Security of the data in the cloud environment can be achieved using cryptographic methods; several cryptographic techniques are available which can be used to enforce confidentiality, integrity, availability and access control of the outsourced data. Confidentiality of the data can be achieved by  encrypting the data before outsourcing to the cloud storage, encryption of the data also encompasses many challenges, which includes, key distribution to the user, user revocation, scalability of the data, performing search operations on the data, a number researcher has addressed these issues in their research work. To ensure the integrity of the data a number solution is purposed mainly based on the Message Authentication Code (MAC), the digital signature. Where MAC only ensures the integrity of the data, digital signature can be used to ensure authenticity, non-repudiations along with the integrity of the data. To ensure Availability the researchers purpose many schemes, these schemes are based on proofs of retrievability (PoRs) [2]/provable data possession (PDP) [3] and either private verifiable or public verifiable. PoRs can correct the small error using the error correcting code and it detects large corruption using spot checking whereas PDP only checks the availability of files which means it detects only corruption no error correcting code. To achieve secure access control of outsourced data Cipher Policy-Attribute based encryption can be used, in which the users which pose only certain attribute and satisfy the access structure associated with the data can access the data. We enhance this scheme by binding the data with the geographical location, so that, not only attributes needs to be satisfied by the users but the presence of the user at certain locations also needs to be satisfied. To achieve confidentiality, integrity along with the access control, we purposed to use symmetric key cryptography, Ciphertext-Attribute Based Encryption, Geo Encryption, and MAC.

The remainder of the paper is as follows, Section 2 provides an introduction of cloud computing, characteristics of cloud computing, Service delivery, deployment model and security challenges. In section 3, we have discussed an introduction to cryptography, Symmetric, and Asymmetric cryptography, Ciphertext-Policy Attribute Based encryption and Geo-Encryption. Section 4 discusses related works. In section 5, we discussed purposed work whereas in section 6 and 7 security discussion and conclusion respectively.

2.Cloud Computing


Cloud computing is a utility-based computing, According to NIST [4] ,” Cloud computing is a model for enabling ubiquitous, convenient, on-demand network access to a shared  pool of configurable computing resources (e.g., networks, servers, storage, applications, and services) that  can be rapidly provisioned and released with minimal management effort or service provider interaction.”

This cloud model is composed of five essential characteristics, three service models, and four deployment models

2.1. Characteristics of cloud computing

Cloud computing has the following essential characteristics.

  • On-Demand Self-Service: User of the cloud computing can access /control computing resources automatically as needed.
  • Ubiquitous Network Access: Uniform access to the resources from the cloud using different devices like Computer, Laptop, PDA, etc.
  • Resource Pooling: The resources can be shared between different Users; they can acquire or release resources as needed.
  • Rapid Elasticity: Resources can be acquired and released automatically and quickly as needed.
  • Measured Service: Uses of the resources on the cloud can be monitored and the user is charged based on the resources used.

2.2. Three Service Models

Cloud computing utilizes three service model to deliver services.

  • Software as a Service (SaaS): Software as a Service (SaaS), in this model of computing user can use the software hosted by the third party without installing them on his system, most of the software can be accessed using web browser.

| Objectives |
1/ According to the cloud security text, how many service models and deployment models make up the cloud model?
2/ Reproduce the passage of the cloud security text from "This cloud model" up to and including "following essential characteristics.".
3/ Go on with the cloud security text from the point where it stops.
The lines that come next are separate material, unconnected to the cloud security text.

| Information shown |

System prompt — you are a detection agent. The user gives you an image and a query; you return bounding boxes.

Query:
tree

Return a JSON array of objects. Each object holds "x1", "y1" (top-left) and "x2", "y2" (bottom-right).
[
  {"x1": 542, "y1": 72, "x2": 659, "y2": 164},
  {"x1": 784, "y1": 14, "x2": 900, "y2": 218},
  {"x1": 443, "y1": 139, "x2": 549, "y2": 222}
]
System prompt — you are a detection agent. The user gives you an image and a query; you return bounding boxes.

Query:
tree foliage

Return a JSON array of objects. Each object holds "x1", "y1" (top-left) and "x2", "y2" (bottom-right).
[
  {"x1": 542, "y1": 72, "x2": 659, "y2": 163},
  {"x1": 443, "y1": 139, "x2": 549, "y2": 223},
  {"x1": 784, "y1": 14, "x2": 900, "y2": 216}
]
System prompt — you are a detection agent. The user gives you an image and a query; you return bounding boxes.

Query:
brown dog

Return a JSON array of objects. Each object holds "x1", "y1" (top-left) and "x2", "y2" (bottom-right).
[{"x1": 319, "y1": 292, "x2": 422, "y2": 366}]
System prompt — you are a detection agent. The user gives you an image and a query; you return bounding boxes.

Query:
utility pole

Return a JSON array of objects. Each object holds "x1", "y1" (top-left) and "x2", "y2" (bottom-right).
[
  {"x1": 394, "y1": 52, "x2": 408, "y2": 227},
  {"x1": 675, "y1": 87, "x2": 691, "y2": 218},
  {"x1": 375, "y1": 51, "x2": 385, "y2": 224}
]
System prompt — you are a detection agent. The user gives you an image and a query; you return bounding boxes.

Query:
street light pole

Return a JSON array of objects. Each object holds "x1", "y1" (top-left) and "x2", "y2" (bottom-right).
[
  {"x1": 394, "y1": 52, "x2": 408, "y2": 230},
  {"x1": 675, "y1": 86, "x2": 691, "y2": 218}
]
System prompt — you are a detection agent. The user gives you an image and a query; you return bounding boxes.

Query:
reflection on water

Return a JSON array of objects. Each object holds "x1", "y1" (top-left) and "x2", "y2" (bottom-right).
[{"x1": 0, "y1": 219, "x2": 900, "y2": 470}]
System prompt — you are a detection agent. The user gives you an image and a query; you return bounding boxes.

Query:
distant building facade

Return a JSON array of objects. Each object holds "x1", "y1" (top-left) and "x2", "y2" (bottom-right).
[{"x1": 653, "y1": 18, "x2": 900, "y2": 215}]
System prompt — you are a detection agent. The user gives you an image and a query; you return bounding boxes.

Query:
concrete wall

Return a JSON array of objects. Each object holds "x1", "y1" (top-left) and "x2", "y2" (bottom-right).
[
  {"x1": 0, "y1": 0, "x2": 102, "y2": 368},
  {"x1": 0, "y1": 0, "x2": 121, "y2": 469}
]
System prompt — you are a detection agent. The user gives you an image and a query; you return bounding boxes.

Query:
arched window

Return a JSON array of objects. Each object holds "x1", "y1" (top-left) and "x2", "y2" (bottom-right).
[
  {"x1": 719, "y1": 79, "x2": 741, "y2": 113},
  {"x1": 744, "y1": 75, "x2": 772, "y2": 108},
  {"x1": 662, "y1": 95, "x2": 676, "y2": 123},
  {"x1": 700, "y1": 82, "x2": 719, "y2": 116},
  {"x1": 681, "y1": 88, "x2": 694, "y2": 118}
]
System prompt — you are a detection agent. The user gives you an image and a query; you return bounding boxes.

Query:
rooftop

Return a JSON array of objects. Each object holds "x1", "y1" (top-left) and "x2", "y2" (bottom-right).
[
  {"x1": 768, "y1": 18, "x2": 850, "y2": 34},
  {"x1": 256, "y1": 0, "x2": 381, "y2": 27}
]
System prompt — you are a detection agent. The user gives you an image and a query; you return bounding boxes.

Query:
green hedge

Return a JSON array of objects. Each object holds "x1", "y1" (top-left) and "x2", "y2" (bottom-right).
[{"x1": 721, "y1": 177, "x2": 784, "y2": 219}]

| Answers given |
1/ Three service models and four deployment models.

2/
This cloud model is composed of five essential characteristics, three service models, and four deployment models

2.1. Characteristics of cloud computing

Cloud computing has the following essential characteristics.

3/
  • Platform as a Service (PaaS): Platform as a Service (PaaS), this model provides a framework which can be used by the developer to develop or customize applications. It makes the development, testing, and deployment of software quick, simple, and cost-effective.
  • Infrastructure as a Service (IaaS): Infrastructure as a Service, in this cloud service provider outsources the equipment like storage, hardware, servers, and networking components. The management of these components is done by the service provider and the client charged based on resources used by them.

2.3. Four deployments Model

Cloud computing utilizes four deployment model.

  • Private Cloud: It belongs to some specific organization, resources are controlled by the Information Technology (IT) Departments of that organization.
  • Community cloud: In this model of computing some organization those belong to a specific community can share the resources, for example, two government organizations working for the same goal can share the resources.
  • Public Cloud: In this model of computing cloud services are available to the general public through the internet. Examples are Gmail, DropBox, office 360, etc.
  • Hybrid Cloud: In this model Organizations may host some important data, application on the private cloud and less important data on the Public cloud; it is a combination of two models so referred to as Hybrid Cloud.

2.4. Security Challenges

Security is the major concern which delaying adoption of cloud computing, in the cloud computing software, data, infrastructure is not in the control of the user, it is under the control of cloud service provider, this unique model of computing raise several issues with respect to the data security, the security of the data may be compromised by the dishonest employee of service provider, the other client those using the same infrastructure. Data Security includes Confidentiality, Integrity, and availability of stored data. Due to cloud computing characteristic, some other issues also exist like Data Lock-In, Data Location.

  • Data Privacy: Privacy is the ability of an individual or group to seclude themselves or information about themselves and thereby reveals themselves selectively [5]. The privacy of the data in the cloud should be not compromised.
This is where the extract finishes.